# [GIVEN REQUEST]
Rescale the records below from the line containing "the green lawn" up to and including the last line of the records, and reproduce only those lines. Keep each request unchanged, and multiply every coordinate by 0.65, rounding to the nearest whole number with halves rounded up.

Entries from a point annotation set:
□ □ □

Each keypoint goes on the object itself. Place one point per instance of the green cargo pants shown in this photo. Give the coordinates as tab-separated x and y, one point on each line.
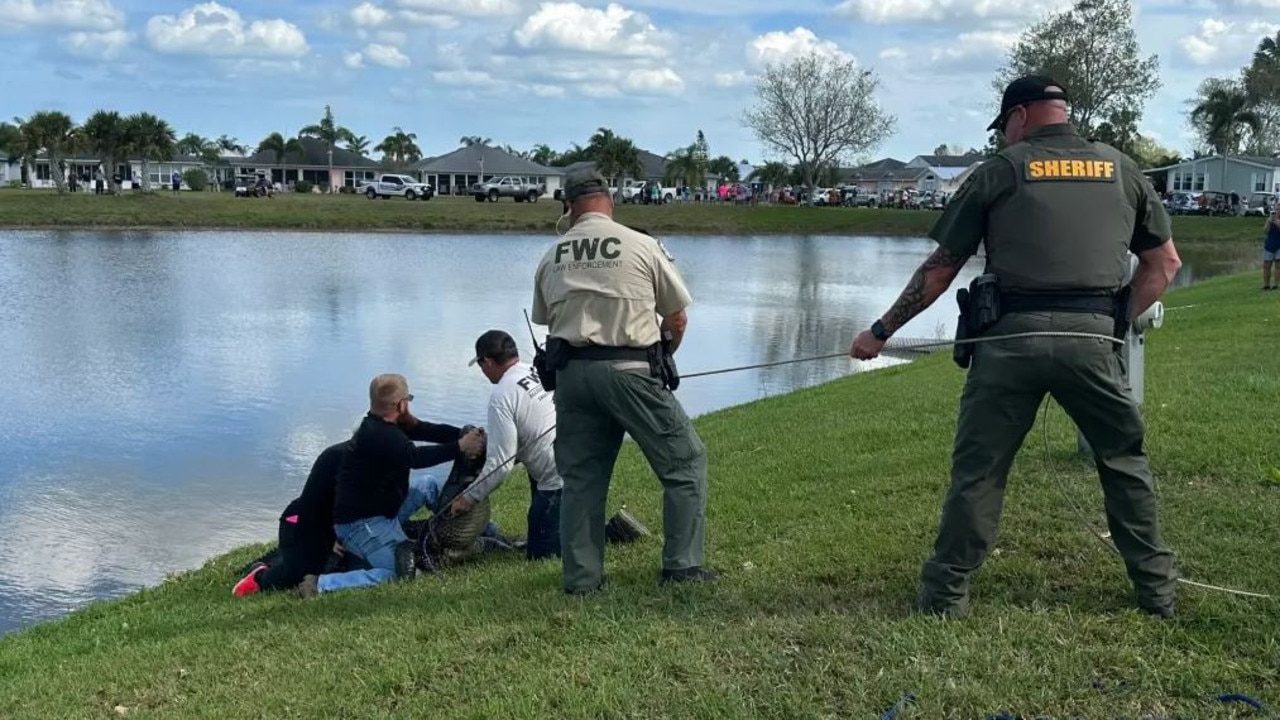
1006	384
597	401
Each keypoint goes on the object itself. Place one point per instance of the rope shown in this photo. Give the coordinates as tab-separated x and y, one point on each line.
912	346
1083	518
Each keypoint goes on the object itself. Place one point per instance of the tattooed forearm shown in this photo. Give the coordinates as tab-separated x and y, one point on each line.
931	279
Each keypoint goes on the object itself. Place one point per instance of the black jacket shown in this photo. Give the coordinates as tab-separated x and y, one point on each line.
373	479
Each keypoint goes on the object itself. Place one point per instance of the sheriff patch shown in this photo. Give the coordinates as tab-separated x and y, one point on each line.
1084	169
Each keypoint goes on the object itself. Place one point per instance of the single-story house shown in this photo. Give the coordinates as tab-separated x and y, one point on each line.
1243	174
947	171
456	172
312	165
129	169
10	171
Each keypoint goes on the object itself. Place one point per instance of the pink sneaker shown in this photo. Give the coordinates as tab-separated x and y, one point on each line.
248	583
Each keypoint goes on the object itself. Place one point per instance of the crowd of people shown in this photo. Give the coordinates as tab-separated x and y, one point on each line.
1057	246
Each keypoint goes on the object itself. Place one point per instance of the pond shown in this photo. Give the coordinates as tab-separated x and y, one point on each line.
165	393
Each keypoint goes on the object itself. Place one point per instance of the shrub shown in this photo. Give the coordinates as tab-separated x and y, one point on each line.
196	178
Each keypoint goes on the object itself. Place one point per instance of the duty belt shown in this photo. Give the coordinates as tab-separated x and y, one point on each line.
1064	302
608	352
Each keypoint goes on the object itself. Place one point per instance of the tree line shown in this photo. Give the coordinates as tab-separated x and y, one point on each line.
1240	113
818	113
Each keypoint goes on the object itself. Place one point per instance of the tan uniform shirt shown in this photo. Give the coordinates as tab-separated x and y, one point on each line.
602	285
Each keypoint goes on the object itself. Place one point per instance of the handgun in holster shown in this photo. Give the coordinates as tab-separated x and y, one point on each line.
979	310
1123	306
662	361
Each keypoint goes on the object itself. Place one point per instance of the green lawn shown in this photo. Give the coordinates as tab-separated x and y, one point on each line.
19	208
823	505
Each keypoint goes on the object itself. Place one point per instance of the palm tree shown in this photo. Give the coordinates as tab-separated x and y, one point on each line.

□ □ □

# [TASK OUTPUT]
Each keypoint goes on the object itself. Place one point per instance of the green lawn shown in this photo. Give the coordinates as tab-separated x and y, one point on each line.
12	135
535	328
Each keypoint goes on the object itself. Place one point per instance of the palm tree shown in this photo. Give the coordinates as tab-separated x and y, one point on each line.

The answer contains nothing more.